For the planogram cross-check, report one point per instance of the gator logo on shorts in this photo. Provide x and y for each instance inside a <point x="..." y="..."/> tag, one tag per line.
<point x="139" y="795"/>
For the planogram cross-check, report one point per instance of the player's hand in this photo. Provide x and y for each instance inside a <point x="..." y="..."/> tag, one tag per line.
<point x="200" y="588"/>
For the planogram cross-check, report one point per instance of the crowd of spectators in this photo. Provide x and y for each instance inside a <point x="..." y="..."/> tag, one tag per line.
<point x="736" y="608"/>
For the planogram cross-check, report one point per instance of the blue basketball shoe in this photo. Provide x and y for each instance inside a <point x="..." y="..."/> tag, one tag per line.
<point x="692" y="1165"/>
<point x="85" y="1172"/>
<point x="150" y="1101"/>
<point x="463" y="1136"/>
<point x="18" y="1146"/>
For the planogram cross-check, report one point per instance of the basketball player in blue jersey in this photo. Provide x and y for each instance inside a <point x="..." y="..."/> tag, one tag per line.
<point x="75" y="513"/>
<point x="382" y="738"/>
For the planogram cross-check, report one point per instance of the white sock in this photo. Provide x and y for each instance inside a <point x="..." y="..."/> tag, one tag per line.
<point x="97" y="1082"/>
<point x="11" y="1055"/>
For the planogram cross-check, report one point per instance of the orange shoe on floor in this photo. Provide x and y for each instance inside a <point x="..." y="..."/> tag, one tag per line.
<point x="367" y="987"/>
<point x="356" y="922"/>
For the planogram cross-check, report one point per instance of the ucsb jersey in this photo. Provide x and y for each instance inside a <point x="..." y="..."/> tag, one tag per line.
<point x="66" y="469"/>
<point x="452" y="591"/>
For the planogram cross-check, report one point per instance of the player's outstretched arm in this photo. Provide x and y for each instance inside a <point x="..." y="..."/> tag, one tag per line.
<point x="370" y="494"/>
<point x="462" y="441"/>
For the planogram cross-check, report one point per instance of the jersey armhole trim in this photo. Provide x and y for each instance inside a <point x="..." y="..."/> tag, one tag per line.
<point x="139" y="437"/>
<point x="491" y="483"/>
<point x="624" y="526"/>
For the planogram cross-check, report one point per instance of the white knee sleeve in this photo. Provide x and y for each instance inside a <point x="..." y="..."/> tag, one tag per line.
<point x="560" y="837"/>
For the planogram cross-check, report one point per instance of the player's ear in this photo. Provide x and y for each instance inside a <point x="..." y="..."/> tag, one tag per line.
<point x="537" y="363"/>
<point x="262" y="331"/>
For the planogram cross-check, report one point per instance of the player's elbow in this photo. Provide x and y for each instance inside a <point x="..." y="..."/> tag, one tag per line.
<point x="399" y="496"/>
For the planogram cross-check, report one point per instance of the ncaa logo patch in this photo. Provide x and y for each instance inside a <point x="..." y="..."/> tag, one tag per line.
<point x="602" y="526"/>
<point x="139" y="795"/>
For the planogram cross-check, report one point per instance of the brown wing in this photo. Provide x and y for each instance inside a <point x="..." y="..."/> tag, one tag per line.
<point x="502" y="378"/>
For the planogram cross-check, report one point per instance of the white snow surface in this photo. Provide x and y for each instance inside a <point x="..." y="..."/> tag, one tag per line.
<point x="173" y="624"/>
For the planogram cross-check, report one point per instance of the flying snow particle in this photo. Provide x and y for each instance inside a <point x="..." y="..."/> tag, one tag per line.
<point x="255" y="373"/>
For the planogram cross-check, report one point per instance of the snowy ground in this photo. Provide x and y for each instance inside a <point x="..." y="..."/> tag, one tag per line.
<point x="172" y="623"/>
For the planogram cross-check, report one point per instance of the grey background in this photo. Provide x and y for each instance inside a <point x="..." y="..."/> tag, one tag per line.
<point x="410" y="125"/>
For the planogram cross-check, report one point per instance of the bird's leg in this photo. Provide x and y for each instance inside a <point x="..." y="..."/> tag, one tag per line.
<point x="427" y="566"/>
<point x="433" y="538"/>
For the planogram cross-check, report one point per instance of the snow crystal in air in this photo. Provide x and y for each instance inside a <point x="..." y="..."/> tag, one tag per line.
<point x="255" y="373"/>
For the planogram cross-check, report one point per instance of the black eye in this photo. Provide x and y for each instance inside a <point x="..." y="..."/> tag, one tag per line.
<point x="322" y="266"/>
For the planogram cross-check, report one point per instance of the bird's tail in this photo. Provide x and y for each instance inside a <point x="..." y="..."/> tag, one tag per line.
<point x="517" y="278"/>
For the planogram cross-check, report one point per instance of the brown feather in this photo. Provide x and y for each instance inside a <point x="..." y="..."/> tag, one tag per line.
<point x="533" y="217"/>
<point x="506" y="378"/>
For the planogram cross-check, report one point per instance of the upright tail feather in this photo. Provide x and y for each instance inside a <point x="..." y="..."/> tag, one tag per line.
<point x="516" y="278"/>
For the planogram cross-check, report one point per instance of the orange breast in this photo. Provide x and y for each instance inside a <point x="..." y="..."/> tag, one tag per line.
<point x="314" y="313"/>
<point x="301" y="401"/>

EXERCISE AIM: Your task is to output all of the data above word for word.

SOLVED EXERCISE:
For the planogram cross-check, report one point per instance of the gator logo on shorts in this photo. Provide x and y for each instance inside a <point x="..." y="..."/> tag, one tag per line.
<point x="139" y="795"/>
For the planogram cross-check, report one point per instance of the player's hand in this photo. Provide x and y for each instance inside a <point x="..." y="..."/> tag, one tag per line.
<point x="200" y="588"/>
For the planogram cross-check, report one point per instance of the crowd of spectators in this photo. Provide x and y for each instance inside a <point x="..." y="..."/> tag, one tag per line.
<point x="736" y="608"/>
For the planogram cross-check, report one point per instance of the blue basketball shoe in this photo. Provide x and y for each instance inside a <point x="..." y="..."/> tag, one tag per line.
<point x="692" y="1165"/>
<point x="85" y="1172"/>
<point x="150" y="1101"/>
<point x="463" y="1136"/>
<point x="18" y="1146"/>
For the planogram cross-check, report one point per instance of the basketball player in blue jersey in this photo. Provide x and y for each instance inside a <point x="..." y="..."/> tag, one tag per line.
<point x="75" y="513"/>
<point x="382" y="738"/>
For the planogram cross-check, report one point per instance of the white sock in this photo. Provide x and y for each instance inside a <point x="..." y="..."/> tag, one tag per line.
<point x="97" y="1082"/>
<point x="11" y="1055"/>
For the planogram cross-check, report one point per instance of the orange shoe on floor in this photo. Provide x and y for each instance inside a <point x="..." y="..."/> tag, one tag per line.
<point x="367" y="987"/>
<point x="356" y="922"/>
For the planogram cross-check, report one point per instance of the ucsb jersey in this photo. Provide x and y for each instance inside a <point x="..." y="..."/> tag, one tag per line.
<point x="66" y="469"/>
<point x="452" y="591"/>
For the planogram cross-check, report one point per instance of the player's outstretched arm in this photo. Provide x and y for each instance inside a <point x="..." y="..."/> tag, one tag per line.
<point x="370" y="494"/>
<point x="462" y="441"/>
For the planogram cross-check, report one point per instance of the jersey armhole trim in this photo. Provide x and y for each instance inside a <point x="..." y="..."/> tag, one tag per line.
<point x="139" y="437"/>
<point x="491" y="483"/>
<point x="624" y="526"/>
For the planogram cross-check, report one point per instance of the white knee sleeve in this photo. Provide x and y for each instance inside a <point x="..." y="..."/> tag, one tag per line.
<point x="560" y="837"/>
For the planogram cross-check, report one point per instance of the player's ear in this photo. Provide x and y for each instance inside a <point x="..." y="..."/> tag, one tag per line.
<point x="537" y="363"/>
<point x="262" y="331"/>
For the planogram cross-check, report one point per instance of the player's elbow in this photo. Provide x and y for each instance inside a <point x="..." y="..."/> tag, one tag per line.
<point x="399" y="496"/>
For the planogram cross-check, report one point per instance of the ncaa logo patch in this photo. Provide x and y for each instance inside a <point x="..." y="..."/> tag, one tag per line.
<point x="602" y="526"/>
<point x="139" y="795"/>
For the planogram cross-check, report one point per instance of the brown wing in this photo. Provide x and y for each instance inside a <point x="..." y="..."/> tag, one tag per line.
<point x="502" y="378"/>
For the planogram cross-check, report one point per instance of the white snow surface in this photo. Provide x and y for each instance inside a <point x="..." y="..."/> tag, one tag per line.
<point x="173" y="624"/>
For the planogram cross-check, report one point per instance of the flying snow particle in this photo. Provide x and y for each instance inside a <point x="..." y="..."/> tag, one tag per line.
<point x="255" y="373"/>
For the planogram cross-check, report one point per instance of the snowy ground in this photo. Provide x and y for each instance inside a <point x="..." y="..."/> tag, one tag per line.
<point x="172" y="623"/>
For the planogram cross-check, report one point per instance of the grey background in this photo. Provide x and y for each instance inside a <point x="..." y="..."/> tag, one tag per line.
<point x="410" y="125"/>
For the planogram cross-check, report one point per instance of the bird's leg in this photo. Provide x and y for each instance inside a <point x="..." y="..."/> tag, one tag per line.
<point x="427" y="566"/>
<point x="433" y="538"/>
For the planogram cross-check, report one point per instance of the snow crystal in air in this photo. Provide x and y for each instance inside a <point x="..." y="..."/> tag, one tag per line.
<point x="255" y="373"/>
For the planogram cross-check, report one point per instance of the black eye in this photo. Provide x and y for each instance inside a <point x="..." y="..."/> tag, one tag per line.
<point x="322" y="266"/>
For the planogram cross-check, report one point per instance of the bird's tail in this photo. Provide x and y for each instance inside a <point x="..." y="..."/> tag, one tag per line.
<point x="517" y="278"/>
For the planogram cross-check, report one point per instance of the brown feather in this photo. Provide x and y for each instance inside a <point x="..." y="..."/> tag, one tag per line.
<point x="533" y="217"/>
<point x="506" y="378"/>
For the planogram cross-check, report one point per instance of the upright tail feather in this photo. Provide x and y for each instance inside a <point x="..." y="..."/> tag, one tag per line.
<point x="516" y="278"/>
For the planogram cross-check, report one point per instance of the orange breast in this photo. Provide x and y for each instance inside a <point x="..." y="..."/> tag, one tag per line.
<point x="314" y="313"/>
<point x="301" y="401"/>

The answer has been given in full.